If a line includes "tree", copy it out of the entries.

**Extracted data entries**
--- --- ---
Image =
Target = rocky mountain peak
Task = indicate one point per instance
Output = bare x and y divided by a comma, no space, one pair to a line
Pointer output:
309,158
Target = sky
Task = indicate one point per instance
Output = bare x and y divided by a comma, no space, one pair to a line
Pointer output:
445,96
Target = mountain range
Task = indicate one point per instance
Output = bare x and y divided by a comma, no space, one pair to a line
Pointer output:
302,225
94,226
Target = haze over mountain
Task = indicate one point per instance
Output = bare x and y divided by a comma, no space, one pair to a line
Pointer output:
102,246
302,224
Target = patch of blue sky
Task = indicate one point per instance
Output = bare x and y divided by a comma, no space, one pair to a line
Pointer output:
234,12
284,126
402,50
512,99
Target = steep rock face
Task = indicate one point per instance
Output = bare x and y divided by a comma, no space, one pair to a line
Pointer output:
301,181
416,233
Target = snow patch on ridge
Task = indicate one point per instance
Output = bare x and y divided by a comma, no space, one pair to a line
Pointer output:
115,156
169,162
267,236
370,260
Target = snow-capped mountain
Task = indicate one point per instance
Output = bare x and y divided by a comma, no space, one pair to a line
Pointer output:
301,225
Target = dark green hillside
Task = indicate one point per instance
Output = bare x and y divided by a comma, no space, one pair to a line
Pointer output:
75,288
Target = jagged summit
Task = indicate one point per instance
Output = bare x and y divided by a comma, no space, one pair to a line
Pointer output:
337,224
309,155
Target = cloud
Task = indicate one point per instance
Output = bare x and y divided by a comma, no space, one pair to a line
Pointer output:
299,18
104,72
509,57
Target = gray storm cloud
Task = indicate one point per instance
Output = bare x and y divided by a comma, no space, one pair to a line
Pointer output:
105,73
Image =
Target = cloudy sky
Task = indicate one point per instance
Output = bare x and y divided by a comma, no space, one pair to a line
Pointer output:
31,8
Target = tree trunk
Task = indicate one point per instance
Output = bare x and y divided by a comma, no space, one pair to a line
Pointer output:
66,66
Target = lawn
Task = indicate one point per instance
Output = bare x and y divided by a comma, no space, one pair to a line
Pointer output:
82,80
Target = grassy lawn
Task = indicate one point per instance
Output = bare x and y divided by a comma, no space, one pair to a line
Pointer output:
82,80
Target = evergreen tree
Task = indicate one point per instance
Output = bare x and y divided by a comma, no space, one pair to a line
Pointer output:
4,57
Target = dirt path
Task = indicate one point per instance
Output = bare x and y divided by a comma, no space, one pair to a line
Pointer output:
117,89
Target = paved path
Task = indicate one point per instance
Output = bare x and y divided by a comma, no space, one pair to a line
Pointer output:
--- --- ---
**Output below**
Target = tree trunk
Target = evergreen tree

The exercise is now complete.